● Work to complete
Quote exactly the lines running from the line with "[point] at the tan dog" to the end of the entries, including both, and nothing else.

(Coordinate labeling data)
## Begin
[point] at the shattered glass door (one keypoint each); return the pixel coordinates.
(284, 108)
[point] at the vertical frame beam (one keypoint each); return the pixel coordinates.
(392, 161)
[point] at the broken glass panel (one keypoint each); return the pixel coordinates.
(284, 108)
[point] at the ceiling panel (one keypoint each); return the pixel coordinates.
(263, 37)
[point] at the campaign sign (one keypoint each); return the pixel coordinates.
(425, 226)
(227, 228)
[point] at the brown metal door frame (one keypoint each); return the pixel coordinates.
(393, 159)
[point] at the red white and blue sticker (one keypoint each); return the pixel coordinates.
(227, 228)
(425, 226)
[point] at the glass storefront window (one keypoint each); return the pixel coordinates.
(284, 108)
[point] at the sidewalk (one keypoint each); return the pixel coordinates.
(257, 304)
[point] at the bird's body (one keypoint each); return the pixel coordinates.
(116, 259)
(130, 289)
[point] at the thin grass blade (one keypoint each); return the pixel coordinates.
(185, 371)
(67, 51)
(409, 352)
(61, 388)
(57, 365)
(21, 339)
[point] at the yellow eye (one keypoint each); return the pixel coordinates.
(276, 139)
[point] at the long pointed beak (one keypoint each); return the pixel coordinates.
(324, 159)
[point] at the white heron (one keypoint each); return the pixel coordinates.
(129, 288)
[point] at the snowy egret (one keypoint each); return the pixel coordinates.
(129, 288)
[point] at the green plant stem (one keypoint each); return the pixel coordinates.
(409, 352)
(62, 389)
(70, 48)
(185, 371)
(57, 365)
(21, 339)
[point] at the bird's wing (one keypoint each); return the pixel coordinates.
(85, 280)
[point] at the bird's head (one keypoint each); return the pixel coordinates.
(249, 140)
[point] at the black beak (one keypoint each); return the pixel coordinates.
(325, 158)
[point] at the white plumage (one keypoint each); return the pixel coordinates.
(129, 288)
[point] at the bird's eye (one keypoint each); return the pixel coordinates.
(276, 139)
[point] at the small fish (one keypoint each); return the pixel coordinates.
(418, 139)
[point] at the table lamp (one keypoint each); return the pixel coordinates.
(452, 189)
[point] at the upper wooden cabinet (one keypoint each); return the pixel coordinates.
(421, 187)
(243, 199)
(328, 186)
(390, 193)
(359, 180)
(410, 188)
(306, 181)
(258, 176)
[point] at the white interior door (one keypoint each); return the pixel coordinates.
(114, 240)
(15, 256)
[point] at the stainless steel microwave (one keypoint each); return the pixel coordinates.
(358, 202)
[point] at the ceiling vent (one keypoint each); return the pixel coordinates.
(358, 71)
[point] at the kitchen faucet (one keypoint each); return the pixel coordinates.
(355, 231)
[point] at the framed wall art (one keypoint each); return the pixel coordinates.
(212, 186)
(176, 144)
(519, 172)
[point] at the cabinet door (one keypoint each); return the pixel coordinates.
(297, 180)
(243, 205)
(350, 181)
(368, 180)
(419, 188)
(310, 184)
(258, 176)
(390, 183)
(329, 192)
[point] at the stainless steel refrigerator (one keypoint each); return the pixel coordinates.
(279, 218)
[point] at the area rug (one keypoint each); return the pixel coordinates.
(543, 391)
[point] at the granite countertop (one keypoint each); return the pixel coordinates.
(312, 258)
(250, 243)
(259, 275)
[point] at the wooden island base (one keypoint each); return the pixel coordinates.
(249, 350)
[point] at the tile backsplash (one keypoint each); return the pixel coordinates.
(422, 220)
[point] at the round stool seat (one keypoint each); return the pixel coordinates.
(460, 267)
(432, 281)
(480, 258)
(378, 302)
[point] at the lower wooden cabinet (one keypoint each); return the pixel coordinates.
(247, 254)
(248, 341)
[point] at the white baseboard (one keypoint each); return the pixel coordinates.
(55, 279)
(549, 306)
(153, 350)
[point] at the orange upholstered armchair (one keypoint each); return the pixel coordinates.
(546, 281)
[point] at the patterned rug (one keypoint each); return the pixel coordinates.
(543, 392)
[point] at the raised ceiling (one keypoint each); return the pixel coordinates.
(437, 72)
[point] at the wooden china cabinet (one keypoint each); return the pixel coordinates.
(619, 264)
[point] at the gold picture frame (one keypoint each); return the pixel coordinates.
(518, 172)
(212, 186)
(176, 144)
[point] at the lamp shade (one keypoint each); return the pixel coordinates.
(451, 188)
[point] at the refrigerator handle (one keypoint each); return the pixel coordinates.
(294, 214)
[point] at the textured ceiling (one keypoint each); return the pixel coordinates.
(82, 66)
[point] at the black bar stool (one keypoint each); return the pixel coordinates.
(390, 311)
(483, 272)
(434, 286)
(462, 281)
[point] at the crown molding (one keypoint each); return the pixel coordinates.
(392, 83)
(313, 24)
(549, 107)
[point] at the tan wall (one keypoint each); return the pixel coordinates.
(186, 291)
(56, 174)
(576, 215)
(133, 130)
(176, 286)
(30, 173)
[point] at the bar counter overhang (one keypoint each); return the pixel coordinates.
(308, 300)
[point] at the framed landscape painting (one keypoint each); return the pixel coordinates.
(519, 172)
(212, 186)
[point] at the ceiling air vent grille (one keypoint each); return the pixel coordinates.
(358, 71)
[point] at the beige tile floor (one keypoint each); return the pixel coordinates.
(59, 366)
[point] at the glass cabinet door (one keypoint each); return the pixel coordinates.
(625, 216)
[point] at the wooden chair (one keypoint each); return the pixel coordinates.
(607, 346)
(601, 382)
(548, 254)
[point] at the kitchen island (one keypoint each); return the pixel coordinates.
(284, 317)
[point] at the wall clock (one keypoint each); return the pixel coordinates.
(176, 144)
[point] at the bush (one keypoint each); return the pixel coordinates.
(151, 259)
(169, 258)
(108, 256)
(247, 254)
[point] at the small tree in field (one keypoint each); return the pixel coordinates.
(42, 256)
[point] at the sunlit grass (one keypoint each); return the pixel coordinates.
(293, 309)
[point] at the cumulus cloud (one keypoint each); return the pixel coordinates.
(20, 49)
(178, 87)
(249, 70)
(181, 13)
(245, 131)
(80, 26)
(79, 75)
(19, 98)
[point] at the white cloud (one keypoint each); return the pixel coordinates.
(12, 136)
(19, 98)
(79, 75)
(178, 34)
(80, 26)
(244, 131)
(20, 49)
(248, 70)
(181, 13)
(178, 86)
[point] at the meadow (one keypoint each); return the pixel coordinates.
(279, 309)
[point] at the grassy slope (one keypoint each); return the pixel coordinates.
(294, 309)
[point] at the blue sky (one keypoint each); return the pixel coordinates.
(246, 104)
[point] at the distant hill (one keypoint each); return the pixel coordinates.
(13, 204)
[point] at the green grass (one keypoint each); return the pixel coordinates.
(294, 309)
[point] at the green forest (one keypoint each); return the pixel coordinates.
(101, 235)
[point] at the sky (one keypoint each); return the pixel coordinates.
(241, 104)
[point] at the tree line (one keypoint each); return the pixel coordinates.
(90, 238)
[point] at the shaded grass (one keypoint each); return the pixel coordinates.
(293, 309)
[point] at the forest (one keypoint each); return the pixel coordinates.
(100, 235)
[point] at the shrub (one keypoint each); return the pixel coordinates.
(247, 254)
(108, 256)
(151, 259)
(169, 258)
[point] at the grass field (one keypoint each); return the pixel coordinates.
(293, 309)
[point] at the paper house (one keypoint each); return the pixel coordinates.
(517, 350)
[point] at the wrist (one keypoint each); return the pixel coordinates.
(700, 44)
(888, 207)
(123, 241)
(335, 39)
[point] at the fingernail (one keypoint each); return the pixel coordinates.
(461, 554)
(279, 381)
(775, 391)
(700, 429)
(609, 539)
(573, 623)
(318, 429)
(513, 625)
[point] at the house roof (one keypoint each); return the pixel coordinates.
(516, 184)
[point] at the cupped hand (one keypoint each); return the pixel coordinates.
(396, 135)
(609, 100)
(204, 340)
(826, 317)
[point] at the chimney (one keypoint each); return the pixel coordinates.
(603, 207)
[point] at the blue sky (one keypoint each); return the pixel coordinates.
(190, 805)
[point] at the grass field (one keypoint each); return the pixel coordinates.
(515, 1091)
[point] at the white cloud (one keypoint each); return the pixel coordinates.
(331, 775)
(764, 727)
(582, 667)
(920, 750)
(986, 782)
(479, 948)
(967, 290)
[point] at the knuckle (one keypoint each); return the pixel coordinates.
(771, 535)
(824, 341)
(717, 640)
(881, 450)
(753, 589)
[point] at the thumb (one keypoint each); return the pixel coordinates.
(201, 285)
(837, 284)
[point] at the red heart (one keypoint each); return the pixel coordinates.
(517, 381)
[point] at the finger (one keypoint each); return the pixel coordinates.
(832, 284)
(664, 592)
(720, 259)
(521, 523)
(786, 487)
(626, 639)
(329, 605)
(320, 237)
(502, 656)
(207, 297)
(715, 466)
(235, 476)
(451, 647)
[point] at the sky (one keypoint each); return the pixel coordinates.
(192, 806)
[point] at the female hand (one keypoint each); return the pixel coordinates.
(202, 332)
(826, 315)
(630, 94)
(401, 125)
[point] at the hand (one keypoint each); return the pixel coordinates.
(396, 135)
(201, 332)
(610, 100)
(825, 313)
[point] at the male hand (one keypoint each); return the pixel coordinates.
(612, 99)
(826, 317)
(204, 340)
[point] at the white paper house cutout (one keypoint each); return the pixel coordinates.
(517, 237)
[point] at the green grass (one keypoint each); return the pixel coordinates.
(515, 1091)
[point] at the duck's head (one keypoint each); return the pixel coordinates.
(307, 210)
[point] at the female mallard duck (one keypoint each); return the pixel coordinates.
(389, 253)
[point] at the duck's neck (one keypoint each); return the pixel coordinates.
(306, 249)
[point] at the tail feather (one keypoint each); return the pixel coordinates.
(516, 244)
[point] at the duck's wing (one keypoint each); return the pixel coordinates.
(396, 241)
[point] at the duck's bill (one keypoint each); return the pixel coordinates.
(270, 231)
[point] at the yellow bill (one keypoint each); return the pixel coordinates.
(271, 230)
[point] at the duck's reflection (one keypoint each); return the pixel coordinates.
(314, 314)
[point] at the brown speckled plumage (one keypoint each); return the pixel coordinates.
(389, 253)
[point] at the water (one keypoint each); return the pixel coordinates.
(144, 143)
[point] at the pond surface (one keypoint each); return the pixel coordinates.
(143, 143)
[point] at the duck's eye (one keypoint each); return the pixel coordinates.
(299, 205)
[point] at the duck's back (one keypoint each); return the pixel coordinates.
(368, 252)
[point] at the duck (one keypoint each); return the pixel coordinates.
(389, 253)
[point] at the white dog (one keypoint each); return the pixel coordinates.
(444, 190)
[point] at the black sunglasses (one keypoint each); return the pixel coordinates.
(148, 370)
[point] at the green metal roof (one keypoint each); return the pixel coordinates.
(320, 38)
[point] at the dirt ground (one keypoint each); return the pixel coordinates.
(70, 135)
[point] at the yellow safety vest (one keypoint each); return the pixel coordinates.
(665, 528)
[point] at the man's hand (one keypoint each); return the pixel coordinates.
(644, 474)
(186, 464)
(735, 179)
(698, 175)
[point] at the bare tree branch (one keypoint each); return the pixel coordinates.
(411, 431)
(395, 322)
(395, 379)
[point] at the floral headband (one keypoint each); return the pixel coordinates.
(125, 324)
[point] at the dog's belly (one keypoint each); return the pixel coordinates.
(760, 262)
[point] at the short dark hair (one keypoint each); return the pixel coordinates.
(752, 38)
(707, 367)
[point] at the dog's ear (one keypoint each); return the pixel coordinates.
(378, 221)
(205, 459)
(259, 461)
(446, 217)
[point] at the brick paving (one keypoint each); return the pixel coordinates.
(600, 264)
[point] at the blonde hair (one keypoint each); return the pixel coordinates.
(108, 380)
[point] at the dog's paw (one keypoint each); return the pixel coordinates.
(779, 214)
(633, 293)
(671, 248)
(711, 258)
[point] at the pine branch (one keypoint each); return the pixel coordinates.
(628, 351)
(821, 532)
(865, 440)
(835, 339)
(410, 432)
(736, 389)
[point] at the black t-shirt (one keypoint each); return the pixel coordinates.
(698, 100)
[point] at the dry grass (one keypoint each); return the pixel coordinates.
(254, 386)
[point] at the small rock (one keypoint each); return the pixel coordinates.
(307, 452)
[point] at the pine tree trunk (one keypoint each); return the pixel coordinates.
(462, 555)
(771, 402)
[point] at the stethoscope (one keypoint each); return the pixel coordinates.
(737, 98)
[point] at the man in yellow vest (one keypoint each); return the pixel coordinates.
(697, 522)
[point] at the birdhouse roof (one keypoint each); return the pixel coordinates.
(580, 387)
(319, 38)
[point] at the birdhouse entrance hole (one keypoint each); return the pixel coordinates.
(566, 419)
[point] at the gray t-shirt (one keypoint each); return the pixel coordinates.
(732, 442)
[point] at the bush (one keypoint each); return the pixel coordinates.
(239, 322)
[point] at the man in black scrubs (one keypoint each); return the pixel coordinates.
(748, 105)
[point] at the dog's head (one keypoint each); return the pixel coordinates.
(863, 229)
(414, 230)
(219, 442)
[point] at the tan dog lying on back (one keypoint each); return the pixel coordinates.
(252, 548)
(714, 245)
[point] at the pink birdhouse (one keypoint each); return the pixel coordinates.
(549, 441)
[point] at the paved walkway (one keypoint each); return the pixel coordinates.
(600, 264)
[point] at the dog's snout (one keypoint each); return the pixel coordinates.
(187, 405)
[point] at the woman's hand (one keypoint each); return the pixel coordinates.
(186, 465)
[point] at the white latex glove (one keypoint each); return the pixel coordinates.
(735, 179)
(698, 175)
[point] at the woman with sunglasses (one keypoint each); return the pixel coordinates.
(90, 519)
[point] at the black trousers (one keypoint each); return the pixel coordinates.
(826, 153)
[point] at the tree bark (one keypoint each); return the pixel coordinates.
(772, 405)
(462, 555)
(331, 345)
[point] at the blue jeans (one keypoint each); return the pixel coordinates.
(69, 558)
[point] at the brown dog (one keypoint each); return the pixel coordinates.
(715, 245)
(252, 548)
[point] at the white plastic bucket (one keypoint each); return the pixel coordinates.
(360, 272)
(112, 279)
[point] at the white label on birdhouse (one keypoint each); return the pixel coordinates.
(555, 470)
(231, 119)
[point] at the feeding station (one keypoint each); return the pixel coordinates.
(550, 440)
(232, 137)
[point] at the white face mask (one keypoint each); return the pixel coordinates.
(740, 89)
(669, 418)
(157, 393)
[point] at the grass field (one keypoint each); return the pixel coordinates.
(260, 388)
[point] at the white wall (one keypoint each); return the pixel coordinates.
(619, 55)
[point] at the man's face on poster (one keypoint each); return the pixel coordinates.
## End
● Exercise response
[point] at the tan dog lying on back (one keypoint each); return the pixel coordinates.
(252, 548)
(714, 245)
[point] at the pink birdhouse (one keypoint each); return the pixel coordinates.
(549, 441)
[point] at the paved walkway (one keypoint each); return the pixel coordinates.
(600, 264)
[point] at the dog's snout (one keypoint each); return the pixel coordinates.
(187, 405)
[point] at the woman's hand (one keypoint each); return the pixel coordinates.
(186, 465)
[point] at the white latex glove (one keypoint each); return the pixel coordinates.
(735, 179)
(698, 175)
[point] at the woman with sunglasses (one keypoint each); return the pixel coordinates.
(90, 519)
[point] at the black trousers (one keypoint each); return the pixel coordinates.
(826, 153)
[point] at the tree bark (one keypoint each); return the pixel coordinates.
(772, 405)
(462, 555)
(331, 345)
[point] at the blue jeans (one keypoint each); return the pixel coordinates.
(69, 558)
[point] at the brown dog (one keypoint each); return the pixel coordinates.
(715, 245)
(252, 548)
[point] at the white plastic bucket (one keypoint each); return the pixel coordinates.
(360, 272)
(112, 279)
[point] at the white label on birdhouse (one keypoint each); return the pixel coordinates.
(555, 470)
(231, 119)
[point] at the feeding station (one keypoint each); return the pixel coordinates.
(550, 440)
(232, 137)
[point] at the white face mask (one keypoint each); return the pixel coordinates.
(740, 89)
(669, 418)
(157, 393)
[point] at the grass field (one keypoint each); return the pixel coordinates.
(260, 388)
[point] at the white wall (one keypoint each); return the pixel coordinates.
(619, 55)
[point] at the man's face on poster (one keypoint each); return the pixel coordinates.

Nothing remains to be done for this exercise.